**SUPPLIED ENTRIES**
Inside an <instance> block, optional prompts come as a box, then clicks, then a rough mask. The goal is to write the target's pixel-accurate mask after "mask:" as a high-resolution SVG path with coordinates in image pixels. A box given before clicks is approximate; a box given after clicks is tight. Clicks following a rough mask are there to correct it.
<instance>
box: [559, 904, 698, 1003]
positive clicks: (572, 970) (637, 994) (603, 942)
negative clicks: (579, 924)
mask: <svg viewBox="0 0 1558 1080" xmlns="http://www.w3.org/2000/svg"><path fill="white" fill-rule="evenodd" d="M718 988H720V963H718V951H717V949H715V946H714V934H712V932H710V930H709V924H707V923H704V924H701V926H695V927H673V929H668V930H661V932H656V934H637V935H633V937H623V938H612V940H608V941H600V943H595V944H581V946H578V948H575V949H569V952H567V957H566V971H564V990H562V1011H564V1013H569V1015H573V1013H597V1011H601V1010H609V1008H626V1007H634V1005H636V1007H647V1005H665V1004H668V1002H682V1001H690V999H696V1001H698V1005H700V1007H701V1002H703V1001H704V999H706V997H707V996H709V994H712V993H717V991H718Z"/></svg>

**REQUIREMENT**
Your task is to quote the lines above, beginning with the first and ending with the one that holds "box: [559, 904, 698, 1003]".

**RESULT BELOW**
Inside an <instance> block, optional prompts come as a box, then clicks, then a rough mask. The goal is to write the target's pixel-accurate mask after "mask:" as a high-resolution SVG path with coordinates in image pixels. A box given before clicks is approximate; a box given after clicks is tight. Clicks following a rough mask are there to correct it.
<instance>
box: [559, 904, 698, 1003]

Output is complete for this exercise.